# [Image-grounded pointing data]
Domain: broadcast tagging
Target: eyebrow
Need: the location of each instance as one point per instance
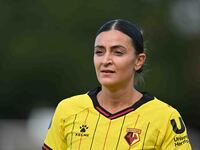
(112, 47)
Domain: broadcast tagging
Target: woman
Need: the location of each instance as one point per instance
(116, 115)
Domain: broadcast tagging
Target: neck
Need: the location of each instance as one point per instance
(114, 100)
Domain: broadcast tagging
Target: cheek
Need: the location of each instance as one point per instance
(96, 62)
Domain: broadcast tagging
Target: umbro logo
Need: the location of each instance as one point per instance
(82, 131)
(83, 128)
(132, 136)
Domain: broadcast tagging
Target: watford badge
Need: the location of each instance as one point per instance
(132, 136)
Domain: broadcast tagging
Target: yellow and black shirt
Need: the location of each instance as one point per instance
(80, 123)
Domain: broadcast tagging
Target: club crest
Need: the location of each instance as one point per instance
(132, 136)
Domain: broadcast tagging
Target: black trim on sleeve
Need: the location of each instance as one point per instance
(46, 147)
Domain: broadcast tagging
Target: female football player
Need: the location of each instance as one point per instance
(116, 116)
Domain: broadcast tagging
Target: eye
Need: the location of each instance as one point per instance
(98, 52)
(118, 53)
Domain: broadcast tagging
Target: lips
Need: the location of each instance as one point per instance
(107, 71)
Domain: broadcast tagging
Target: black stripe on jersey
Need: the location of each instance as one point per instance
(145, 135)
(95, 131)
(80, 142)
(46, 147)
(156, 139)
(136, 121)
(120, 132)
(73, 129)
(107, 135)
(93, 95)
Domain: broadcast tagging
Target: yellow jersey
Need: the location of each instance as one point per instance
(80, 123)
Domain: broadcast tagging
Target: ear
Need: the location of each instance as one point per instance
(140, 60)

* * *

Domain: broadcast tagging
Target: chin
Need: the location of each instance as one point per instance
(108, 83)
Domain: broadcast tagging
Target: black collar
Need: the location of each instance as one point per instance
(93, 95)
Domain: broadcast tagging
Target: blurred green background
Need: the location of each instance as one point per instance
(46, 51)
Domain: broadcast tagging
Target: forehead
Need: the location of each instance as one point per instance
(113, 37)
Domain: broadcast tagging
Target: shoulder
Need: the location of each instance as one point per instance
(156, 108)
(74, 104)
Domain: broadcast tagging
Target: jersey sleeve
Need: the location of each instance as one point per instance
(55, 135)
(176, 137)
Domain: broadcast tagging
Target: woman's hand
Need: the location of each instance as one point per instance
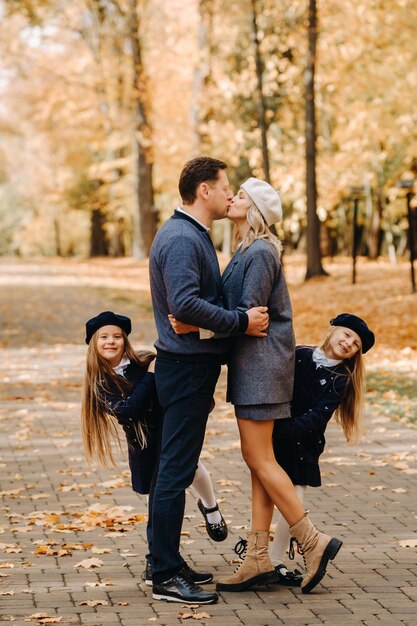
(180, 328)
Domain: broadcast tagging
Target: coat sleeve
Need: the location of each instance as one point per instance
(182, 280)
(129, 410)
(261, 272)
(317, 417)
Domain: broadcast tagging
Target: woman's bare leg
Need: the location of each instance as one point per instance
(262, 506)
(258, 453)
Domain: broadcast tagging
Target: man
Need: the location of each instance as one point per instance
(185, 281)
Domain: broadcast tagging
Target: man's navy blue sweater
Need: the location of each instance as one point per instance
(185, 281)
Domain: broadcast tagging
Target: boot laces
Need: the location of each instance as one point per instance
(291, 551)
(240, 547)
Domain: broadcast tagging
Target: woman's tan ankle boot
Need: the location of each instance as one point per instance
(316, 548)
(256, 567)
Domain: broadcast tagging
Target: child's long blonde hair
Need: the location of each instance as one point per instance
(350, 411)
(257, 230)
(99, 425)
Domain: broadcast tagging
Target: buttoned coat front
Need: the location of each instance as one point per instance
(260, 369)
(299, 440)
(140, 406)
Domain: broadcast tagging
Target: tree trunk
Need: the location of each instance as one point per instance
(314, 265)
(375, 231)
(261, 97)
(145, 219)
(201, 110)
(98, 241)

# [TASK OBJECTIVE]
List every line above containing the word "coat".

# [EXERCISE ANSWER]
Target: coat sleeve
Target: buttoned coat front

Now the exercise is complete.